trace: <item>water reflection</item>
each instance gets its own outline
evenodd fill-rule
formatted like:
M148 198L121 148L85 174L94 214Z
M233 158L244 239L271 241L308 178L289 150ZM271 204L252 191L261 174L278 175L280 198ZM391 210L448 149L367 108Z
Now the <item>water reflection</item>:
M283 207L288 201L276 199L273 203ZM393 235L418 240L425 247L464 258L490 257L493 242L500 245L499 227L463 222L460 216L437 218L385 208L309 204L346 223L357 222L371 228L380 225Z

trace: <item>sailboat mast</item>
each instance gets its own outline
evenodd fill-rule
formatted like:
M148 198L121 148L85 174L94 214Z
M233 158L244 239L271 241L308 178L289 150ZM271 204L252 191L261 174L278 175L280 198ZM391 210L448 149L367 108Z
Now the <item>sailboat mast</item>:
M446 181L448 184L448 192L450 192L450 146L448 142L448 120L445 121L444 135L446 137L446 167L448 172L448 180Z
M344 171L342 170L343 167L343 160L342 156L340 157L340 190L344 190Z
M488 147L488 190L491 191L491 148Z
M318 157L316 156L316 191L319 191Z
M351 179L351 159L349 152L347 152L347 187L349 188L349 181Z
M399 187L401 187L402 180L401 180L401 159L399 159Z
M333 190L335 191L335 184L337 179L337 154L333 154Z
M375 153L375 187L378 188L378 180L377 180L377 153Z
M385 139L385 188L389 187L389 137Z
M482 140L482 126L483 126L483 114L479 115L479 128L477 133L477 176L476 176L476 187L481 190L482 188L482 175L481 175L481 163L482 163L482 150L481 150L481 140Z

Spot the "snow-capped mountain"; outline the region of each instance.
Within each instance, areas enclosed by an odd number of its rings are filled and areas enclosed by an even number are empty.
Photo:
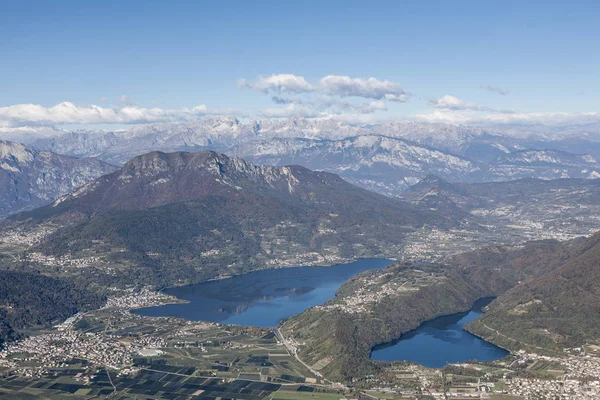
[[[575,134],[577,129],[500,129],[425,122],[359,126],[333,119],[242,122],[227,117],[143,125],[126,131],[67,132],[39,139],[34,147],[94,156],[112,164],[155,150],[209,149],[259,163],[326,170],[368,189],[397,195],[427,174],[451,182],[594,178],[598,172],[595,160],[600,157],[598,128],[579,127],[585,131],[581,137]],[[586,158],[577,153],[590,155]],[[554,162],[547,162],[548,157]],[[534,159],[535,163],[526,162]],[[543,159],[546,161],[541,162]]]
[[[498,157],[483,180],[600,178],[595,157],[558,150],[522,150]]]
[[[0,217],[50,203],[115,168],[0,141]]]
[[[479,138],[501,137],[499,133],[479,127],[425,122],[391,122],[374,125],[371,130],[455,154],[463,154],[466,146]]]
[[[380,135],[341,140],[276,138],[244,143],[229,152],[261,164],[299,164],[333,172],[391,196],[428,174],[463,180],[480,169],[463,157]]]
[[[401,138],[449,153],[468,156],[476,161],[492,159],[503,150],[526,148],[563,149],[562,139],[571,143],[579,139],[600,143],[600,132],[595,126],[564,127],[560,130],[545,127],[481,128],[427,122],[389,122],[375,125],[353,125],[333,119],[302,119],[249,121],[233,117],[207,118],[179,124],[150,124],[125,131],[74,131],[38,139],[36,148],[59,153],[119,159],[125,162],[132,155],[148,151],[177,150],[182,148],[227,148],[234,143],[273,138],[304,138],[339,140],[362,135],[382,135]],[[0,136],[2,134],[0,133]],[[493,152],[493,157],[481,154],[482,149]],[[592,153],[596,151],[590,150]],[[600,152],[600,148],[598,149]]]
[[[57,154],[67,154],[73,157],[97,157],[107,149],[123,142],[122,132],[104,131],[71,131],[60,136],[37,139],[33,147],[40,150],[52,151]]]
[[[236,118],[208,118],[179,124],[149,124],[126,131],[73,131],[35,141],[35,146],[78,156],[143,154],[155,150],[176,150],[186,147],[228,147],[232,142],[248,142],[272,138],[344,139],[360,135],[383,135],[403,138],[448,152],[461,153],[465,143],[475,138],[493,135],[480,128],[430,124],[423,122],[388,123],[358,126],[332,119],[302,119],[249,121]],[[500,135],[498,135],[500,136]],[[125,156],[125,160],[128,159]]]
[[[0,126],[0,140],[30,144],[36,140],[51,139],[69,133],[68,130],[52,126]]]

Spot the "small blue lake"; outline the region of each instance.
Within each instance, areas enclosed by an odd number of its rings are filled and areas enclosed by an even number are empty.
[[[186,304],[134,310],[150,317],[179,317],[259,327],[275,327],[282,319],[323,304],[351,276],[385,268],[394,261],[361,259],[331,267],[279,268],[230,279],[167,289]]]
[[[424,322],[394,342],[373,348],[371,358],[379,361],[412,361],[430,368],[467,360],[494,361],[508,352],[467,332],[463,325],[483,314],[493,299],[480,299],[464,313]]]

• **Task details**:
The data above should be repeated exactly, minus any pictures.

• **Answer for the task**:
trace: <item>water reflection</item>
each instance gets its own outline
evenodd fill-rule
formatted like:
M148 198L121 148L85 174L94 214Z
M233 158L244 239L271 241L308 178L289 150ZM271 204L252 191L261 174L278 175L280 198ZM391 210L448 149L367 108Z
Now the <item>water reflection</item>:
M283 207L288 201L276 199L273 203ZM393 235L418 240L425 247L464 258L490 257L493 242L500 245L499 227L463 222L460 216L437 218L385 208L309 204L346 223L357 222L371 228L380 225Z

trace: <item>sailboat mast</item>
each instance gets its own outline
evenodd fill-rule
formatted like:
M148 198L121 148L85 174L94 214Z
M233 158L244 239L271 241L308 178L289 150ZM271 204L252 191L261 174L278 175L280 198ZM391 210L448 149L367 108Z
Now the <item>sailboat mast</item>:
M446 181L448 184L448 192L450 192L450 146L448 142L448 120L445 121L444 135L446 137L446 167L448 172L448 180Z
M344 171L342 170L343 167L343 160L342 156L340 157L340 190L344 190Z
M488 147L488 190L491 191L491 148Z
M318 157L316 156L316 191L319 191Z
M351 179L351 159L349 152L347 152L347 187L349 188L349 181Z
M399 187L401 187L402 180L401 180L401 159L399 159Z
M333 190L335 191L335 184L337 179L337 154L333 154Z
M375 153L375 187L378 188L378 180L377 180L377 153Z
M385 139L385 188L389 187L389 137Z
M482 140L482 126L483 126L483 114L479 115L479 128L477 133L477 176L476 176L476 187L481 190L482 188L482 175L481 175L481 163L482 163L482 150L481 150L481 140Z

Spot the "snow-capped mountain"; outline the region of each instance.
Within each instance, areas enclosed by an odd number of its rings are filled and areas enclosed by an even number are empty.
Photo:
[[[575,134],[577,129],[500,129],[425,122],[359,126],[333,119],[242,122],[227,117],[143,125],[126,131],[67,132],[39,139],[34,147],[94,156],[112,164],[155,150],[209,149],[259,163],[326,170],[368,189],[397,195],[427,174],[451,182],[594,178],[598,172],[595,160],[600,157],[598,128],[579,127],[585,131],[581,137]],[[586,158],[577,153],[590,155]],[[554,162],[547,162],[548,157]],[[534,159],[535,163],[526,162]],[[543,159],[546,161],[541,162]]]
[[[498,157],[483,180],[600,178],[595,157],[558,150],[522,150]]]
[[[0,217],[50,203],[115,168],[0,141]]]
[[[479,138],[501,137],[499,133],[479,127],[425,122],[391,122],[374,125],[371,130],[455,154],[463,154],[466,146]]]
[[[380,135],[341,140],[276,138],[244,143],[229,152],[261,164],[299,164],[333,172],[391,196],[428,174],[463,180],[480,169],[463,157]]]
[[[401,138],[449,153],[468,156],[476,161],[492,159],[503,150],[526,148],[563,149],[562,139],[571,143],[579,139],[600,143],[600,132],[595,126],[564,127],[560,130],[545,127],[481,128],[427,122],[389,122],[375,125],[353,125],[333,119],[302,119],[249,121],[233,117],[207,118],[179,124],[150,124],[125,131],[74,131],[38,139],[36,148],[59,153],[119,159],[125,162],[132,155],[148,151],[177,150],[182,148],[227,148],[234,143],[273,138],[304,138],[339,140],[362,135],[382,135]],[[0,136],[2,134],[0,133]],[[493,152],[493,157],[481,154],[482,149]],[[592,153],[596,151],[590,150]],[[600,152],[600,148],[598,149]]]
[[[57,154],[67,154],[73,157],[97,157],[107,149],[123,142],[122,132],[104,131],[71,131],[60,136],[37,139],[33,147],[40,150],[52,151]]]
[[[236,118],[208,118],[179,124],[149,124],[126,131],[73,131],[35,141],[35,146],[78,156],[143,154],[155,150],[176,150],[186,147],[228,147],[232,142],[248,142],[272,138],[344,139],[360,135],[383,135],[403,138],[448,152],[461,153],[465,143],[475,138],[493,135],[480,128],[430,124],[423,122],[388,123],[358,126],[332,119],[302,119],[249,121]],[[500,135],[498,135],[500,136]],[[125,156],[125,160],[128,159]]]
[[[0,126],[0,140],[30,144],[36,140],[51,139],[69,133],[68,130],[52,126]]]

Spot the "small blue lake"; outline the region of each instance.
Within each instance, areas enclosed by an odd number of its rings are filled and areas enclosed by an even number are empty.
[[[186,304],[134,310],[150,317],[179,317],[259,327],[275,327],[282,319],[323,304],[351,276],[385,268],[394,261],[361,259],[331,267],[279,268],[230,279],[167,289]]]
[[[424,322],[394,342],[373,348],[371,358],[379,361],[412,361],[430,368],[467,360],[494,361],[508,352],[467,332],[463,325],[483,314],[493,299],[480,299],[464,313]]]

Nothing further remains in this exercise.